Finished the Polaroid book. It’s good right up to the end - and it’s a bittersweet tale you can see coming a mile away, in retrospect. If you know what I mean. Because I was never a Polaroid guy - we were Kodak Yellow to the end, from my Grandmother’s Brownie to my Dad’s big chunky 35mm to my own two Instamatics - I never understood the art that was possible with the medium. For example:


 

That’s a Polaroid. The photographer physically manipulated the chemicals while they were drying. (Or Gabriel did it; neither remembers. The artist was Storm Thorgerson, of the great album-art group Hipgnosis.) This:

 


That’s a Polaroid, or rather lots of them.

 

They really were Apple, in a way - tons of money, R&D facilities, a charismatic future-visionary who could inspire and motivate despite his reduced set of interpersonal skills. Like Appple, they won a huge patent case - against Kodak, for bringing out their own instant camera. (Reading about photo giant Polaroid squaring off against photo giant Kodak is a bit like reading an account of a T. Rex fighting with a stegasaurus.) Then came the big shift in technology, and neither could make the leap. If you’re selling film, the prospect of selling filmless cameras has limited appeal.

Tom Petters, local Ponzi artist, enters the picture at the end, too, ripping the meat off the company’s thin bones. Anyway, it’s a great brisk read, more attractive than 99.8% of the books I’ve seen lately, and an utterly American story as well. Applause.

 

 

   

 

Did the afternoon walk around downtown again, 45 minutes at a brisk pace - with lights and pauses to take pictures, that’s probably 17 minutes worth of exercise. I wish I could say I always find something new to shoot, but I don’t; I think I know where everything is. Sometimes you get good light on the side of City Hall, and there’s a sprig of green at the feet of Hubert Humphrey’s statue . . .

 

. . . and some days the mysterious porn bunker is a little more forbidding than others.

 

 

It’s the annex to a shop that sells pictures to people who can’t figure out the internet. You can only imagine. I’m convinced it was a burger stand back in the twenties. Look at that projection on the left: that was a White Castle or White Tower, even though the two surviving pictures of Minneapolis White Towers look nothing like that. Or it was a rip-off: White Battlement.

**Information shown**
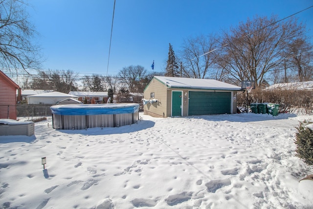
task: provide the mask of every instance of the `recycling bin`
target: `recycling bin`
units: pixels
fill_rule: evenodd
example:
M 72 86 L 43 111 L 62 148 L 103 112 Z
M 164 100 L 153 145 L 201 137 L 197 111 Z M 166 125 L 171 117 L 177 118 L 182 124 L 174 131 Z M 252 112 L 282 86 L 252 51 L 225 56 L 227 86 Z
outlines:
M 262 113 L 262 114 L 268 113 L 268 112 L 267 105 L 267 103 L 260 103 L 258 104 L 258 109 L 259 110 L 259 113 Z
M 250 104 L 250 108 L 251 108 L 251 112 L 253 113 L 259 113 L 259 110 L 258 109 L 258 103 L 251 103 Z
M 273 116 L 277 116 L 278 115 L 279 105 L 278 104 L 268 104 L 268 113 Z

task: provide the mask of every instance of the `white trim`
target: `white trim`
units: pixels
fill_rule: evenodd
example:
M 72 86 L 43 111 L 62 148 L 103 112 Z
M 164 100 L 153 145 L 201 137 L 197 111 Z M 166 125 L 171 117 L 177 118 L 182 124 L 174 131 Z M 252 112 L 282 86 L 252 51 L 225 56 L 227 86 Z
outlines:
M 182 100 L 182 99 L 183 99 L 182 97 L 183 97 L 183 92 L 182 91 L 176 91 L 176 90 L 172 91 L 172 93 L 172 93 L 171 99 L 172 99 L 171 100 L 171 116 L 173 117 L 173 93 L 174 92 L 180 92 L 180 93 L 181 93 L 181 100 L 180 100 L 180 104 L 181 104 L 180 105 L 180 106 L 181 106 L 181 108 L 180 108 L 180 109 L 181 110 L 181 112 L 180 113 L 180 116 L 182 116 L 182 113 L 183 113 L 183 106 L 184 106 L 183 103 L 183 101 Z

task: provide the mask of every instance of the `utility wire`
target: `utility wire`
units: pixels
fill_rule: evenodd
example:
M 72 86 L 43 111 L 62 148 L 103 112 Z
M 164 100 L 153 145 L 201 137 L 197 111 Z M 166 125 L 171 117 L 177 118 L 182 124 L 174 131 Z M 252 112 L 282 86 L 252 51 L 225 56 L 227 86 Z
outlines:
M 108 57 L 108 67 L 107 67 L 107 76 L 109 71 L 109 63 L 110 62 L 110 53 L 111 51 L 111 42 L 112 42 L 112 32 L 113 32 L 113 22 L 114 20 L 114 12 L 115 9 L 115 0 L 114 0 L 114 5 L 113 6 L 113 16 L 112 17 L 112 25 L 111 25 L 111 36 L 110 38 L 110 46 L 109 46 L 109 57 Z

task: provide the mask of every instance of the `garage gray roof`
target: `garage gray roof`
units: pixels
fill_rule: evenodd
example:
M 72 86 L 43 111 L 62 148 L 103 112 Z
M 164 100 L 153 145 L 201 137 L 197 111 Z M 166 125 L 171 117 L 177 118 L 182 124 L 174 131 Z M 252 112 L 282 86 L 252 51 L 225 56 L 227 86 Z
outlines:
M 214 79 L 154 76 L 169 88 L 241 90 L 241 87 Z

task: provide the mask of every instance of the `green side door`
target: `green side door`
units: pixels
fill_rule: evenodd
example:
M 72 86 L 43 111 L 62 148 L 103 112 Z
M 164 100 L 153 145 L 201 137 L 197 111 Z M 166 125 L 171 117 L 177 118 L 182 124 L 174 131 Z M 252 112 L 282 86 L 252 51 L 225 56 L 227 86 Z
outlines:
M 182 116 L 181 92 L 172 92 L 172 116 Z

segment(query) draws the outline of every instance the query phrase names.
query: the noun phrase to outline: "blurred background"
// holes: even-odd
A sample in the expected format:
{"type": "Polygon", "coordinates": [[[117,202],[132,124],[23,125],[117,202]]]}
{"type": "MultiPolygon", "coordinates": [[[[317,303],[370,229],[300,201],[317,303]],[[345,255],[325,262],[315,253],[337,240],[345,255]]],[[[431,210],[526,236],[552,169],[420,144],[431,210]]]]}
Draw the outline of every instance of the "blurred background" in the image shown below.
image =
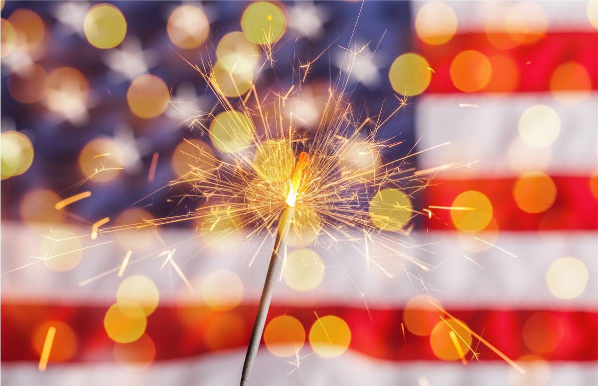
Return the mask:
{"type": "Polygon", "coordinates": [[[382,159],[443,145],[408,166],[466,165],[388,236],[432,269],[291,246],[250,384],[598,383],[598,2],[1,4],[3,383],[237,384],[273,240],[193,221],[101,232],[204,203],[162,188],[188,141],[225,158],[193,66],[231,55],[233,86],[288,91],[306,130],[340,79],[360,122],[406,104],[382,159]],[[264,12],[270,44],[251,36],[264,12]]]}

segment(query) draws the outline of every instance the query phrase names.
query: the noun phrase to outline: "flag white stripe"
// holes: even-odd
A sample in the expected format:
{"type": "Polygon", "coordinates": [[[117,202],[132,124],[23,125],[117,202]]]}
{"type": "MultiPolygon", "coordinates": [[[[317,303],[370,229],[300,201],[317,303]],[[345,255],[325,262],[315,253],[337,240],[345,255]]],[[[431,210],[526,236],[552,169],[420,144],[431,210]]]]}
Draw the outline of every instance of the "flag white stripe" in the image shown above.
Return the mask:
{"type": "MultiPolygon", "coordinates": [[[[304,348],[302,356],[310,351],[304,348]]],[[[197,359],[154,363],[143,370],[113,364],[50,363],[45,372],[35,363],[3,363],[2,381],[7,385],[83,385],[86,386],[158,386],[201,385],[222,386],[239,384],[245,350],[236,350],[197,359]]],[[[290,358],[292,361],[293,358],[290,358]]],[[[546,386],[595,385],[598,382],[596,363],[559,362],[544,365],[522,363],[527,371],[521,375],[499,361],[471,362],[395,363],[372,359],[346,351],[338,357],[325,359],[309,355],[300,361],[298,369],[286,359],[262,350],[258,354],[250,384],[267,386],[329,386],[330,385],[425,385],[430,386],[546,386]],[[287,375],[295,369],[295,371],[287,375]],[[425,378],[425,379],[423,377],[425,378]],[[535,383],[545,379],[545,383],[535,383]]]]}
{"type": "Polygon", "coordinates": [[[550,92],[423,95],[416,109],[419,149],[451,143],[420,155],[419,167],[475,161],[467,168],[443,171],[440,176],[446,178],[512,177],[522,169],[589,176],[598,165],[597,106],[596,92],[578,103],[559,101],[550,92]],[[559,136],[544,148],[526,146],[520,139],[521,115],[535,104],[550,106],[560,119],[559,136]]]}
{"type": "MultiPolygon", "coordinates": [[[[204,246],[197,232],[182,229],[161,231],[160,235],[167,244],[176,248],[172,258],[195,289],[195,293],[192,293],[171,269],[171,264],[160,270],[167,254],[158,256],[164,248],[155,242],[153,231],[145,234],[145,241],[142,241],[144,233],[136,232],[140,245],[150,247],[150,252],[147,258],[137,263],[141,254],[133,252],[123,277],[118,277],[118,272],[127,248],[118,241],[86,249],[81,261],[74,270],[55,272],[48,270],[43,261],[28,257],[39,254],[40,236],[16,224],[3,224],[2,231],[3,272],[33,263],[23,269],[3,274],[3,300],[65,304],[114,302],[119,283],[134,274],[146,275],[155,282],[163,304],[201,302],[205,279],[218,269],[236,273],[243,283],[245,300],[252,303],[260,298],[270,256],[268,249],[272,242],[270,239],[264,242],[249,267],[261,240],[248,241],[241,237],[236,239],[236,242],[229,239],[225,243],[227,248],[202,249],[204,246]],[[194,256],[200,249],[201,254],[194,256]],[[106,271],[109,274],[80,285],[106,271]]],[[[81,228],[74,231],[85,234],[89,230],[81,228]]],[[[83,243],[93,245],[97,242],[112,241],[113,234],[104,234],[94,241],[87,237],[83,243]]],[[[312,247],[320,254],[325,265],[322,283],[315,289],[298,292],[283,280],[277,286],[274,301],[297,305],[336,304],[361,307],[364,305],[365,299],[370,307],[388,308],[400,307],[411,297],[425,293],[427,289],[446,307],[492,307],[504,304],[509,307],[595,309],[598,293],[598,260],[596,259],[598,239],[595,232],[503,231],[496,240],[490,234],[482,233],[477,237],[498,248],[486,246],[488,250],[480,253],[468,251],[462,244],[463,239],[454,231],[414,233],[406,237],[392,237],[405,246],[393,244],[392,251],[389,253],[385,250],[383,255],[380,253],[380,246],[389,245],[388,242],[374,240],[369,246],[370,258],[373,262],[369,270],[365,255],[360,252],[365,251],[362,237],[356,237],[358,241],[354,243],[338,242],[331,248],[312,247]],[[377,246],[376,243],[380,245],[377,246]],[[514,258],[507,252],[517,257],[514,258]],[[435,268],[424,271],[405,256],[435,268]],[[585,291],[579,297],[569,300],[555,298],[545,282],[550,264],[565,256],[581,261],[590,275],[585,291]],[[420,278],[425,285],[419,281],[420,278]],[[364,294],[363,297],[361,294],[364,294]]],[[[474,246],[484,246],[471,235],[461,237],[474,246]]]]}

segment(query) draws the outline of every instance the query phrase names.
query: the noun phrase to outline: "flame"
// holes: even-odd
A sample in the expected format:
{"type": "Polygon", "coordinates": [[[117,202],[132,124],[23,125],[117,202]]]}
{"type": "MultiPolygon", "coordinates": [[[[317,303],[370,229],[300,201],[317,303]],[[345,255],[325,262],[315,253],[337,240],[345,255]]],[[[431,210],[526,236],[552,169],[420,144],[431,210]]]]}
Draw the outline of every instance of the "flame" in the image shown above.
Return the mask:
{"type": "Polygon", "coordinates": [[[297,200],[297,194],[299,194],[301,183],[307,175],[307,173],[305,172],[306,169],[307,168],[311,160],[309,155],[305,152],[301,152],[299,155],[299,159],[295,165],[293,175],[289,184],[289,194],[286,196],[286,205],[289,206],[295,206],[295,202],[297,200]]]}

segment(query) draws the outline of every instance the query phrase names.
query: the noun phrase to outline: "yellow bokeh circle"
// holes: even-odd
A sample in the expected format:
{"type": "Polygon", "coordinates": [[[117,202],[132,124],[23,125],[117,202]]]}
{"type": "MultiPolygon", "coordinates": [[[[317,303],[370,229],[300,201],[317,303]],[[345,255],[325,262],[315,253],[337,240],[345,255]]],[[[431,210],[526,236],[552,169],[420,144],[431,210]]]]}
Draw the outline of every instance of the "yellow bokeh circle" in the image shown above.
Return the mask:
{"type": "Polygon", "coordinates": [[[0,135],[0,178],[23,174],[33,162],[33,147],[26,135],[17,131],[0,135]]]}
{"type": "Polygon", "coordinates": [[[457,30],[457,16],[450,5],[440,1],[426,3],[415,18],[415,29],[422,41],[433,45],[450,41],[457,30]]]}
{"type": "Polygon", "coordinates": [[[418,295],[407,301],[403,309],[403,322],[407,330],[420,336],[427,336],[438,323],[442,313],[434,307],[440,302],[427,295],[418,295]]]}
{"type": "Polygon", "coordinates": [[[254,69],[248,66],[235,66],[228,69],[229,61],[218,60],[210,73],[210,84],[214,89],[225,97],[240,97],[251,88],[254,69]]]}
{"type": "Polygon", "coordinates": [[[210,22],[203,11],[193,5],[181,5],[168,18],[168,36],[176,47],[184,50],[197,48],[208,38],[210,22]]]}
{"type": "Polygon", "coordinates": [[[456,360],[465,357],[471,347],[472,339],[464,325],[462,321],[453,319],[438,322],[430,335],[434,355],[443,360],[456,360]]]}
{"type": "Polygon", "coordinates": [[[110,138],[91,140],[79,154],[79,167],[83,175],[93,182],[112,181],[123,171],[120,149],[110,138]]]}
{"type": "Polygon", "coordinates": [[[309,331],[309,343],[322,357],[337,357],[349,348],[351,330],[344,320],[333,315],[319,317],[309,331]]]}
{"type": "Polygon", "coordinates": [[[170,100],[170,93],[166,84],[155,75],[138,76],[127,91],[127,103],[131,111],[146,119],[161,115],[170,100]]]}
{"type": "Polygon", "coordinates": [[[83,20],[83,31],[93,47],[112,48],[120,44],[127,35],[127,21],[118,8],[102,3],[87,11],[83,20]]]}
{"type": "Polygon", "coordinates": [[[559,299],[573,299],[584,293],[589,273],[585,265],[574,257],[562,257],[550,264],[546,285],[559,299]]]}
{"type": "Polygon", "coordinates": [[[560,126],[560,119],[554,109],[545,104],[535,104],[521,114],[519,135],[527,145],[544,147],[557,139],[560,126]]]}
{"type": "Polygon", "coordinates": [[[319,255],[311,249],[295,249],[286,256],[283,267],[285,283],[297,291],[313,289],[322,283],[324,263],[319,255]]]}
{"type": "Polygon", "coordinates": [[[66,362],[77,353],[78,339],[72,328],[64,322],[48,320],[38,326],[31,335],[31,344],[33,350],[38,356],[41,355],[50,327],[54,327],[56,332],[48,362],[66,362]]]}
{"type": "Polygon", "coordinates": [[[219,64],[228,72],[253,73],[260,58],[260,48],[247,40],[243,32],[235,31],[222,36],[216,55],[219,64]]]}
{"type": "Polygon", "coordinates": [[[395,92],[411,97],[423,92],[430,84],[432,72],[423,57],[408,53],[398,57],[388,72],[390,85],[395,92]]]}
{"type": "Polygon", "coordinates": [[[468,50],[460,53],[451,63],[451,80],[454,87],[466,92],[480,90],[490,82],[492,66],[481,53],[468,50]]]}
{"type": "Polygon", "coordinates": [[[211,273],[202,285],[202,298],[208,307],[217,311],[232,310],[243,299],[243,282],[228,270],[211,273]]]}
{"type": "Polygon", "coordinates": [[[10,14],[8,21],[17,34],[17,49],[32,51],[43,42],[45,27],[39,16],[33,11],[25,8],[16,10],[10,14]]]}
{"type": "Polygon", "coordinates": [[[83,256],[81,240],[65,228],[53,228],[42,239],[39,257],[46,267],[59,272],[77,267],[83,256]]]}
{"type": "Polygon", "coordinates": [[[212,172],[216,166],[212,148],[200,140],[185,140],[177,145],[172,153],[172,168],[179,177],[190,172],[198,177],[212,172]]]}
{"type": "Polygon", "coordinates": [[[147,326],[145,313],[135,303],[113,304],[104,316],[104,329],[110,339],[119,343],[136,341],[147,326]]]}
{"type": "Polygon", "coordinates": [[[464,232],[478,232],[492,220],[492,204],[485,194],[468,190],[453,201],[450,217],[457,229],[464,232]]]}
{"type": "Polygon", "coordinates": [[[17,32],[13,24],[5,18],[0,19],[0,57],[8,56],[17,45],[17,32]]]}
{"type": "MultiPolygon", "coordinates": [[[[135,303],[141,308],[146,316],[151,315],[155,310],[159,298],[158,288],[154,281],[143,275],[129,276],[121,282],[116,292],[117,304],[135,303]]],[[[127,310],[127,307],[122,308],[124,313],[127,310]]],[[[135,317],[135,314],[129,316],[135,317]]]]}
{"type": "Polygon", "coordinates": [[[540,172],[523,174],[513,187],[515,202],[522,211],[541,213],[548,210],[557,196],[557,187],[550,177],[540,172]]]}
{"type": "Polygon", "coordinates": [[[236,110],[220,113],[210,125],[212,144],[224,153],[237,153],[247,148],[254,131],[249,117],[236,110]]]}
{"type": "Polygon", "coordinates": [[[305,344],[305,329],[292,316],[277,316],[266,326],[264,342],[268,351],[277,357],[294,356],[305,344]]]}
{"type": "Polygon", "coordinates": [[[598,29],[598,0],[590,0],[586,8],[588,19],[592,26],[598,29]]]}
{"type": "Polygon", "coordinates": [[[118,365],[131,370],[143,370],[150,366],[155,357],[155,345],[147,333],[130,343],[115,343],[112,350],[114,359],[118,365]]]}
{"type": "Polygon", "coordinates": [[[382,230],[402,229],[413,215],[409,196],[398,189],[380,190],[370,202],[370,218],[382,230]]]}
{"type": "Polygon", "coordinates": [[[266,1],[254,2],[245,10],[241,18],[241,28],[245,37],[256,44],[272,44],[286,29],[286,19],[282,10],[266,1]]]}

**What is being asked**
Transcribe everything from "That’s a Polaroid." down to "lots of them." in the Polaroid post above.

**Task output**
That’s a Polaroid. The photographer physically manipulated the chemicals while they were drying. (Or Gabriel did it; neither remembers. The artist was Storm Thorgerson, of the great album-art group Hipgnosis.) This:

 


That’s a Polaroid, or rather lots of them.